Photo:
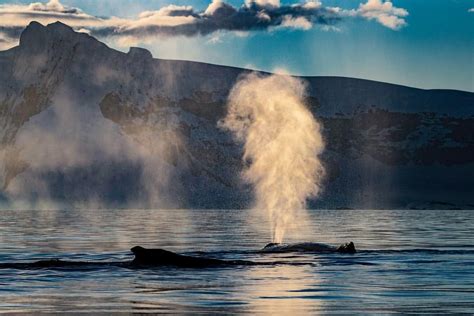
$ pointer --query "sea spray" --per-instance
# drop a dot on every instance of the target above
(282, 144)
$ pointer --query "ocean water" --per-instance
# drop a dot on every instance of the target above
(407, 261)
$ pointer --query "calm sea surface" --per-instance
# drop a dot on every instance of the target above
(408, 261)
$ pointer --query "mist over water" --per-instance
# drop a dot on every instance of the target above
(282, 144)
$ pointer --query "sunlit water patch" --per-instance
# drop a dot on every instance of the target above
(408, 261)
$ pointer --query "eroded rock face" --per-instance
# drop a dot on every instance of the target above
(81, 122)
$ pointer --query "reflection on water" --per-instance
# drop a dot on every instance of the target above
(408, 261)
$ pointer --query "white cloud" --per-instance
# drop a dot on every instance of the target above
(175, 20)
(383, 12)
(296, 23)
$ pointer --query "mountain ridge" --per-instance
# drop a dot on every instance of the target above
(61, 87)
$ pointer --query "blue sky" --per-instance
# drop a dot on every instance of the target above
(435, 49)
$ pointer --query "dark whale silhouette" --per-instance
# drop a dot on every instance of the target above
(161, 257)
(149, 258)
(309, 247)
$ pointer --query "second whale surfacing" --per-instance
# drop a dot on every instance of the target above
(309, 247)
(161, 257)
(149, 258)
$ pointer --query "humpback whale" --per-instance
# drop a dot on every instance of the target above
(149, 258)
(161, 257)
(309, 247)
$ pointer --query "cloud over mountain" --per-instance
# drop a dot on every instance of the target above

HOW TO COMPLETE THIS TASK ▸
Each record should be copied exactly, and each image left out.

RESULT ▸
Photo:
$ pointer --query "sea spray" --per-instance
# drop a dot on every instance of the target above
(282, 144)
$ pointer --query "ocean water" --per-instance
# drop a dot on every instance of the target above
(407, 261)
$ pointer --query "calm sea surface" --per-instance
# drop a dot on every instance of the target above
(408, 261)
$ pointer --query "mist over water" --per-instance
# drop a dot on every instance of the target above
(282, 144)
$ pointer --query "sunlit water patch" --per-instance
# drop a dot on every instance of the target above
(408, 261)
$ pointer --query "eroded rock face" --per-instance
# drop a dot on every instance of the target above
(81, 122)
$ pointer --query "reflection on water" --per-instance
# drop a dot on every instance of the target above
(408, 261)
$ pointer --query "white cloud" --per-instance
# drop a dot on every instance of the target above
(175, 20)
(383, 12)
(296, 23)
$ pointer --query "mountain ridge" --per-instance
# drop a dot on every instance of the target above
(61, 87)
$ pointer --query "blue sky" --per-instance
# drop a dot on every instance of the target above
(435, 49)
$ pointer --query "dark whale silhouette" --per-instance
# drop a dot on every instance of the target above
(161, 257)
(149, 258)
(309, 247)
$ pointer --query "second whale surfacing" --per-instance
# drop a dot on every instance of the target above
(309, 247)
(161, 257)
(149, 258)
$ pointer --query "humpback whale" --per-instance
# drop a dot on every instance of the target above
(149, 258)
(161, 257)
(309, 247)
$ pointer --query "cloud over mountain" --per-instance
# drop a dot on every instance of the target above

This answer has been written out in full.